_Written request_
Present the listing from the line containing "on nightstand in" through its end as a Markdown table with the columns "No." and "Entry". Number each row, and leave out blank lines and pictures.

-- BEGIN --

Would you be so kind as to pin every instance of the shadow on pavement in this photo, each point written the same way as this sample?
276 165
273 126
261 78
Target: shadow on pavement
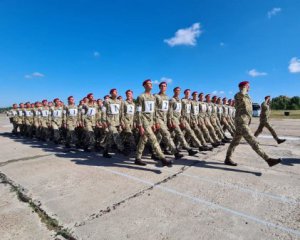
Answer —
95 159
290 161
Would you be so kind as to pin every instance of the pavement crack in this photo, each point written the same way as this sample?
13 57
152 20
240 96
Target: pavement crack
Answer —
51 223
23 159
113 207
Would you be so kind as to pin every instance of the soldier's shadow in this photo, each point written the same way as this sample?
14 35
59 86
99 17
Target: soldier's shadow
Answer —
290 161
95 159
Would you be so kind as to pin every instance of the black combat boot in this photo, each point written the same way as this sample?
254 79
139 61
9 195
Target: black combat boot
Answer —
229 162
139 162
279 141
192 152
273 161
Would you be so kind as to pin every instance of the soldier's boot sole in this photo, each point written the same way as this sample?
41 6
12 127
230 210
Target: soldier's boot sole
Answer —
273 161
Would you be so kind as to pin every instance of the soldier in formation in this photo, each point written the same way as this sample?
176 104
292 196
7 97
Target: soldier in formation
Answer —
162 125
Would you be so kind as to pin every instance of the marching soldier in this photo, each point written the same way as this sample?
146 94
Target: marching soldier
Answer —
56 116
186 120
127 120
13 118
71 121
146 121
222 115
89 118
264 121
28 120
242 122
111 117
174 121
162 110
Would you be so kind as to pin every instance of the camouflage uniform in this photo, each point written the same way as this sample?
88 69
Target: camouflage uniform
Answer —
204 121
71 120
56 116
28 121
162 110
186 119
89 117
212 109
175 120
242 122
264 121
111 115
127 120
13 118
146 119
45 122
222 115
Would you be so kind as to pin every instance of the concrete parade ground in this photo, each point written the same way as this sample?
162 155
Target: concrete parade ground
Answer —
48 192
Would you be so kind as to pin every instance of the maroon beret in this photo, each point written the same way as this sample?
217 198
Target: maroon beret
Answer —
244 83
162 83
146 81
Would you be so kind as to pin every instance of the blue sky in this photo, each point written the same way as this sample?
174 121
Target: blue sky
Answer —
57 48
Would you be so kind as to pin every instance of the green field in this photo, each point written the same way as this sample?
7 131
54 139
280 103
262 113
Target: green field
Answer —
294 114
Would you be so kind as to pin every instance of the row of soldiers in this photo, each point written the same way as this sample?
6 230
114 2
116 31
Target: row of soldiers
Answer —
166 124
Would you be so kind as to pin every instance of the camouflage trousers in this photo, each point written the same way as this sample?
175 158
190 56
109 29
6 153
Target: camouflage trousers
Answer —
113 136
226 126
190 134
211 129
178 134
204 130
164 135
199 133
266 124
148 136
213 120
243 131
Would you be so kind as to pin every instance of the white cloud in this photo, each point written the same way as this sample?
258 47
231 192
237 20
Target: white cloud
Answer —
163 79
294 66
254 73
34 75
96 54
185 36
274 12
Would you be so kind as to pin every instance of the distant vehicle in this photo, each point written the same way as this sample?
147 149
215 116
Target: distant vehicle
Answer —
256 109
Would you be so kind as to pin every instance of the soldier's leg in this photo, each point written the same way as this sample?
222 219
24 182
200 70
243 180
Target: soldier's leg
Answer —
250 138
259 129
192 135
272 131
153 141
116 137
211 129
234 143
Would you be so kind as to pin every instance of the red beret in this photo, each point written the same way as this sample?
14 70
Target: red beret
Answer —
244 83
162 83
111 90
146 81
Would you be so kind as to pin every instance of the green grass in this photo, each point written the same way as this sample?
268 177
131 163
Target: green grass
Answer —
294 114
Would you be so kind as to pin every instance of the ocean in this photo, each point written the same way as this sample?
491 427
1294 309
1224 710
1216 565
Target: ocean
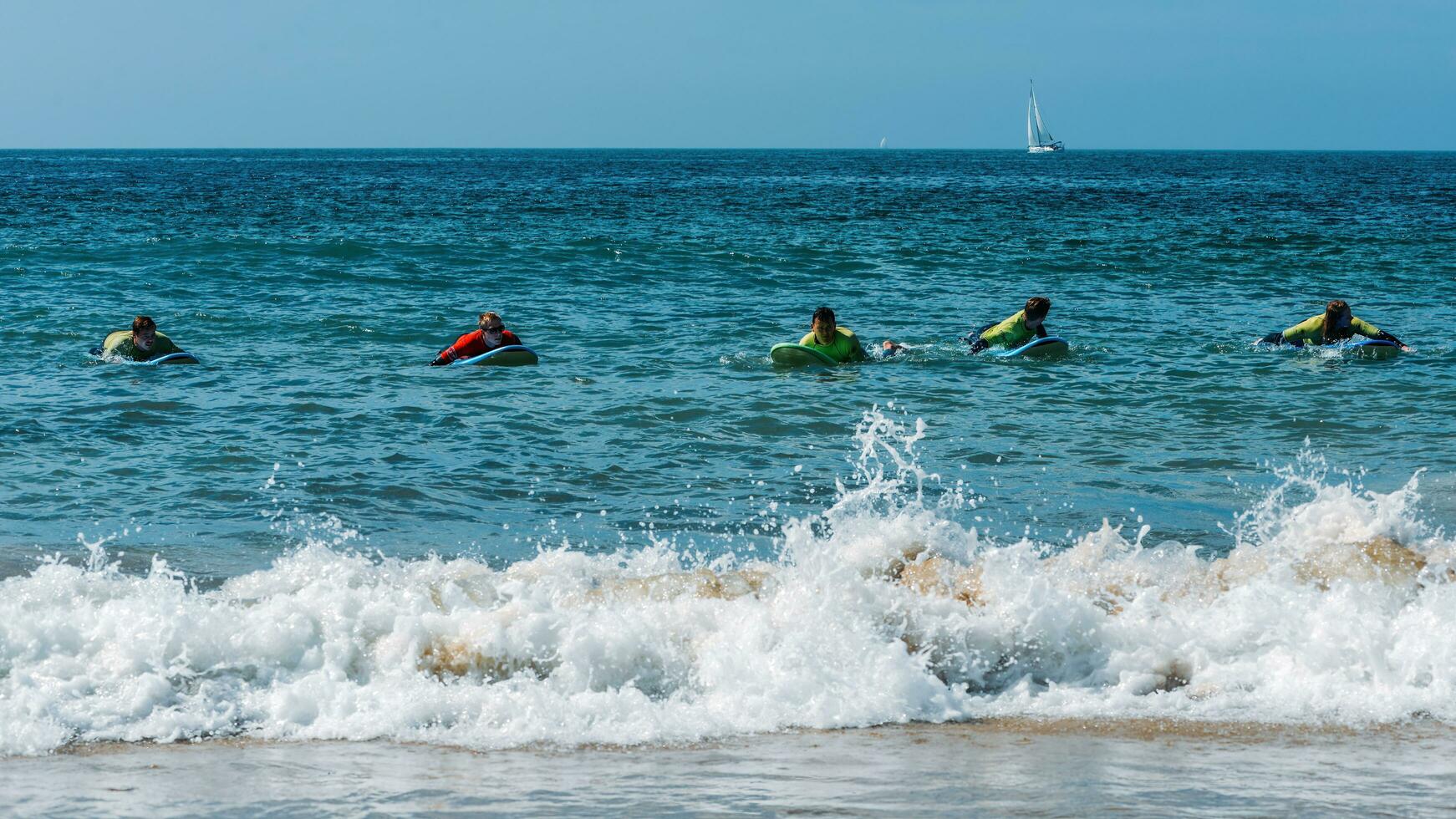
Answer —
657 552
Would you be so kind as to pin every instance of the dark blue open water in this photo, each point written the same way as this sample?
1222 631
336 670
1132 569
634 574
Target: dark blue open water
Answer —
298 479
316 286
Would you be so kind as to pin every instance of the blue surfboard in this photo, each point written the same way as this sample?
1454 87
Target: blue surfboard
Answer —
1047 347
510 355
172 359
1373 348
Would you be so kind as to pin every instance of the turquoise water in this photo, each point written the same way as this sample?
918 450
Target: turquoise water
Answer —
315 286
255 532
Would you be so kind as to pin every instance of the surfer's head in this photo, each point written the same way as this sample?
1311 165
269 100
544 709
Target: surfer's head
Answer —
1337 320
143 332
823 325
1036 310
491 325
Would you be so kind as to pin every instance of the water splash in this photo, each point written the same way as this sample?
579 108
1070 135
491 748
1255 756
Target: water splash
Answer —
1331 605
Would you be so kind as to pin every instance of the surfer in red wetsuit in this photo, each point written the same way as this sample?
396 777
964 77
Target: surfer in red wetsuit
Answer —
491 335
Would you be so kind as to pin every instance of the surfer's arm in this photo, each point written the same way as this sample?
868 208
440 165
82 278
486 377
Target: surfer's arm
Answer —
1372 332
447 355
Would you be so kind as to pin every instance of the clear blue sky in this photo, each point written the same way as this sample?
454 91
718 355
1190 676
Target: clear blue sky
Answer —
745 73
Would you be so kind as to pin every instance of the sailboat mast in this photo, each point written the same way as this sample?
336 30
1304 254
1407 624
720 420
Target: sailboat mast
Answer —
1031 102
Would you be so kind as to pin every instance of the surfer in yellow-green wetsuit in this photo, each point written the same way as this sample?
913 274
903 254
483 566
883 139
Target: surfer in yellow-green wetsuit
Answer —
141 342
833 341
1016 331
1334 326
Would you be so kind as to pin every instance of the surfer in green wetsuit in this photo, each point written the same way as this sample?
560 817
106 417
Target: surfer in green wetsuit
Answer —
833 341
141 342
1334 326
1016 331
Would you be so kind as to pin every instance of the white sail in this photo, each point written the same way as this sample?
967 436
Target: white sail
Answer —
1038 137
1043 133
1031 135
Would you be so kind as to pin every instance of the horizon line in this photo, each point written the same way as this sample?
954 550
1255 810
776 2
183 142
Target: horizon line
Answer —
875 149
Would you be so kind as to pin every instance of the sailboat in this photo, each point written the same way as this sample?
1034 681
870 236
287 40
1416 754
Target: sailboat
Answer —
1038 139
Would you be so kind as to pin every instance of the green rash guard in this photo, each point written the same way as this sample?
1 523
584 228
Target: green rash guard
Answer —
121 345
843 348
1012 332
1312 331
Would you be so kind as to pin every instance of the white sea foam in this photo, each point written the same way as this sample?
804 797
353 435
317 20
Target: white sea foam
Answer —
1332 605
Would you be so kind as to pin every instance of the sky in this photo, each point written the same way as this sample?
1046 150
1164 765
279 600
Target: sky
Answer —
741 73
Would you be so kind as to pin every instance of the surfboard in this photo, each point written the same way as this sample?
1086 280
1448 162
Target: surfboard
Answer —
800 355
169 359
1375 348
172 359
508 355
1038 348
1371 348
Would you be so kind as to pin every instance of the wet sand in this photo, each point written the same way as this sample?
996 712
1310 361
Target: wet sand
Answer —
999 767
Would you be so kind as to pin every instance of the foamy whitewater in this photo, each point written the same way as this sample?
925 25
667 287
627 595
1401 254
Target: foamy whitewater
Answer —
1331 605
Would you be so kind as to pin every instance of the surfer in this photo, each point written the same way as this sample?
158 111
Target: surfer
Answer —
1018 329
139 343
1336 325
492 335
833 341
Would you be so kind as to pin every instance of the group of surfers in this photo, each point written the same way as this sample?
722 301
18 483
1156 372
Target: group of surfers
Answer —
1336 325
839 343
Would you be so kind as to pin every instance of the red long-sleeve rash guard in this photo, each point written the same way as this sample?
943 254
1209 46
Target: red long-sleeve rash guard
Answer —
474 343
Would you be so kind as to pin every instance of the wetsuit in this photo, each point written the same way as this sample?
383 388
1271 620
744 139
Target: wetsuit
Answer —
472 345
120 345
843 348
1010 333
1312 332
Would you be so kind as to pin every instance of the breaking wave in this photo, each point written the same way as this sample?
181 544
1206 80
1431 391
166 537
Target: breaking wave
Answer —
1331 605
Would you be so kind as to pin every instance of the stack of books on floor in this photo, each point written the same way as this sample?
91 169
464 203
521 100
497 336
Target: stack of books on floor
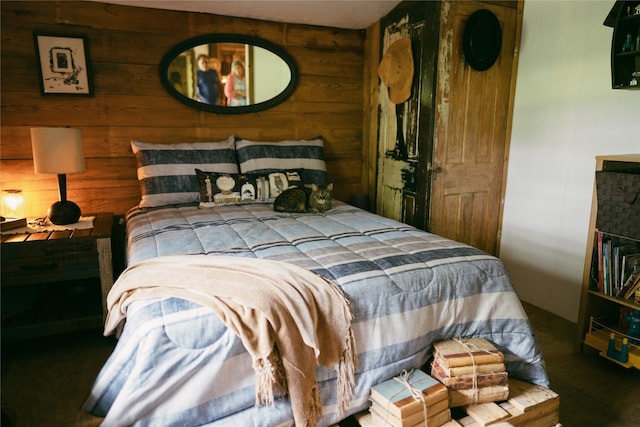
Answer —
409 400
472 369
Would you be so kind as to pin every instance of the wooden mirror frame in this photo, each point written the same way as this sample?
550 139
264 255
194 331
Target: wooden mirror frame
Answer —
175 51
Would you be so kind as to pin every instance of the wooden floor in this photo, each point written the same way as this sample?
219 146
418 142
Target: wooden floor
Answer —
44 381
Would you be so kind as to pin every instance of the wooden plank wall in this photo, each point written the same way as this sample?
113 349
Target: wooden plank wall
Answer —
125 47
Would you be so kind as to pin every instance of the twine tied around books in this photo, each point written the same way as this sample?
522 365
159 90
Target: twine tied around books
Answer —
469 347
403 378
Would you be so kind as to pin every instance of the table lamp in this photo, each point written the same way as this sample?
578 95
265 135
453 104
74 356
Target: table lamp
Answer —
59 151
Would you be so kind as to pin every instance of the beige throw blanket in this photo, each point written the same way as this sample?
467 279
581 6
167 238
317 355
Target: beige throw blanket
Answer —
288 319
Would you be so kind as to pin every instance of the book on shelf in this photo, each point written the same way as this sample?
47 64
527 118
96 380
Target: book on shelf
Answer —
396 397
418 417
494 393
632 286
469 380
618 259
465 352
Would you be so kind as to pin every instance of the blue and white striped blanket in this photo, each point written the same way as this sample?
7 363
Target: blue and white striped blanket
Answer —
176 364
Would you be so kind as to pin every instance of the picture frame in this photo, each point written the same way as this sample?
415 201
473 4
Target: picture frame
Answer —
63 64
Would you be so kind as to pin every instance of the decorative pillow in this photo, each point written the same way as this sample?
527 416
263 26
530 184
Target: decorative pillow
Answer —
265 157
166 171
219 189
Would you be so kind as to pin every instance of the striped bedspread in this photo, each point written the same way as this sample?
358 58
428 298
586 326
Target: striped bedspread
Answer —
176 364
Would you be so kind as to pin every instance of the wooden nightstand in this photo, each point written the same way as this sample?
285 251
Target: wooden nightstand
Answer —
56 281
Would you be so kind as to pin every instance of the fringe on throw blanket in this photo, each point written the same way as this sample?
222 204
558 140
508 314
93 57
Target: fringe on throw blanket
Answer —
288 318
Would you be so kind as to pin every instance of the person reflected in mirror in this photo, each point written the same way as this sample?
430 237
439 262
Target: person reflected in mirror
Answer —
176 81
208 80
215 64
235 88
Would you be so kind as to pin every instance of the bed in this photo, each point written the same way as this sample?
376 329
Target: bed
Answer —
176 363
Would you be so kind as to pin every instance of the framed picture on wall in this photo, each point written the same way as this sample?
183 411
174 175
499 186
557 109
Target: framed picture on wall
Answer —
63 64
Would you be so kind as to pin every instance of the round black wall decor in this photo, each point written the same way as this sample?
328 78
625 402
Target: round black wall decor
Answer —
482 39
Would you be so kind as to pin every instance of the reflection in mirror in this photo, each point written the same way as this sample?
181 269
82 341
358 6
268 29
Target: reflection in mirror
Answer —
228 73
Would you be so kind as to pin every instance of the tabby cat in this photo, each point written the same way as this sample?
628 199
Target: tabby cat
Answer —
299 200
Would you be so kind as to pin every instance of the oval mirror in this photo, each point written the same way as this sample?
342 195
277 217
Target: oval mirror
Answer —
229 73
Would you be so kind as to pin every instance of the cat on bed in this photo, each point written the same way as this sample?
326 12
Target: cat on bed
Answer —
299 200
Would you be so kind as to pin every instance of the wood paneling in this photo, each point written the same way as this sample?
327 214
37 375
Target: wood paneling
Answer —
125 47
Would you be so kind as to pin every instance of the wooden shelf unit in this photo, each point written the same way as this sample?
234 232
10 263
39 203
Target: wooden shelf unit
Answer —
56 281
601 314
625 55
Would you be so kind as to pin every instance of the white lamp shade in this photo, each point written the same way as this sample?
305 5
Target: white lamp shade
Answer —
57 150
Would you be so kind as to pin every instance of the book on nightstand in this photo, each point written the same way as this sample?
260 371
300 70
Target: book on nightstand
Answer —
395 398
12 223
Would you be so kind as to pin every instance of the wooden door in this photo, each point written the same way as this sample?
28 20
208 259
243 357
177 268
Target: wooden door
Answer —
471 131
406 130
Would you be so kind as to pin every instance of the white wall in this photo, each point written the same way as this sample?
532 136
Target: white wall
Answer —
565 114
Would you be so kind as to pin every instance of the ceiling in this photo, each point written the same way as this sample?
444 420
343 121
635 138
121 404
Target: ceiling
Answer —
351 14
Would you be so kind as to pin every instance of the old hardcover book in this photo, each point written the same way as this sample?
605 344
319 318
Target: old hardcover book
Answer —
368 419
466 352
469 380
433 418
409 419
470 369
395 396
12 223
494 393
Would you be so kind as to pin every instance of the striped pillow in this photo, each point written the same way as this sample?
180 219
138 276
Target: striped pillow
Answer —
166 172
267 157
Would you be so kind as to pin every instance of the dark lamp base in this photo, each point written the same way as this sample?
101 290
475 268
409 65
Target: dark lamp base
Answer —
61 213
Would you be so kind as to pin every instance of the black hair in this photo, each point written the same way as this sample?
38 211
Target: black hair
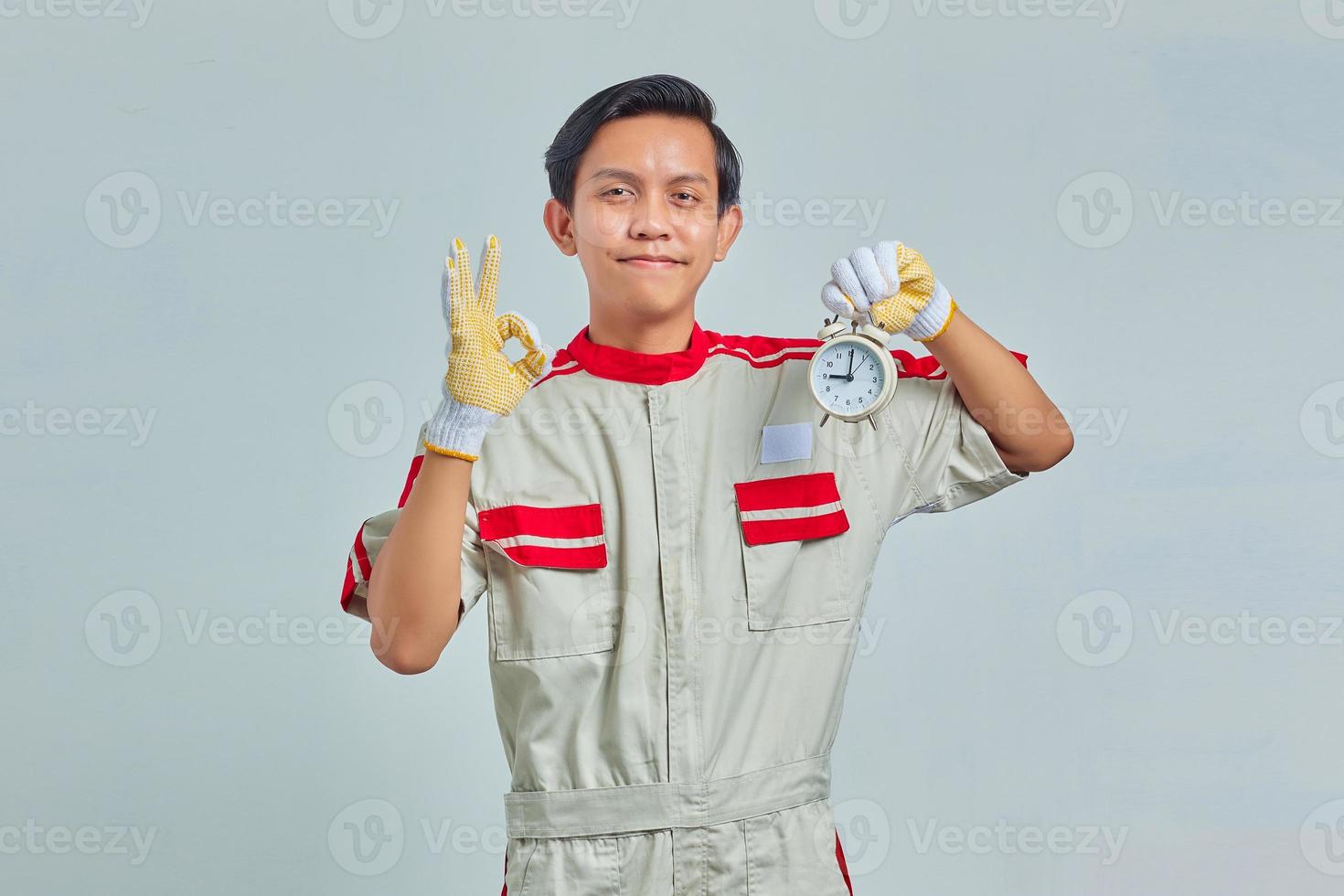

-- END --

_Worked answer_
| No. | Entry |
|---|---|
| 1 | Would you be so kind as to pin every instance of the book on nightstand in this photo, each point written the same way as this sample? |
| 2 | 260 371 |
| 3 | 300 70 |
| 4 | Target: book on nightstand |
| 5 | Answer — |
| 6 | 395 398 |
| 7 | 12 223 |
| 8 | Would you be so kind as to pin every instance of the wooden door in this photo, each point written the same way as this sample? |
| 9 | 28 20 |
| 10 | 208 259 |
| 11 | 243 357 |
| 12 | 177 268 |
| 13 | Target: wooden door |
| 14 | Answer — |
| 15 | 471 131 |
| 16 | 406 130 |
| 17 | Would you be so kind as to pin every instance of the white wall in this photo, each point written the same way as this sample? |
| 18 | 532 136 |
| 19 | Target: white wall |
| 20 | Answer — |
| 21 | 565 114 |
| 22 | Would you be so kind as to pin every instance of the ceiling in this photo, each point written the same way as this sample? |
| 23 | 444 420 |
| 24 | 343 121 |
| 25 | 635 138 |
| 26 | 121 404 |
| 27 | Target: ceiling |
| 28 | Answer — |
| 29 | 351 14 |
| 30 | Would you be so kind as to pin every instance of the old hardcover book in this photo, each point written the same way as this sample? |
| 31 | 605 344 |
| 32 | 319 318 |
| 33 | Target: old hardcover book |
| 34 | Answer — |
| 35 | 368 419 |
| 36 | 466 352 |
| 37 | 469 380 |
| 38 | 433 418 |
| 39 | 409 419 |
| 40 | 470 369 |
| 41 | 395 396 |
| 42 | 12 223 |
| 43 | 494 393 |
| 44 | Would you be so kind as to pin every instance of the striped pillow in this photo, each point written the same way as this sample? |
| 45 | 180 219 |
| 46 | 138 276 |
| 47 | Target: striped pillow |
| 48 | Answer — |
| 49 | 166 172 |
| 50 | 267 157 |
| 51 | Would you be so kind as to pin every instance of the dark lamp base in this photo, each point written the same way as this sample? |
| 52 | 101 290 |
| 53 | 475 268 |
| 54 | 409 65 |
| 55 | Target: dark lamp base |
| 56 | Answer — |
| 57 | 61 213 |
| 58 | Would you be so kind as to pin every instance of the black hair in this photo, each point written the same way as this sample? |
| 59 | 38 211 |
| 60 | Target: black hair |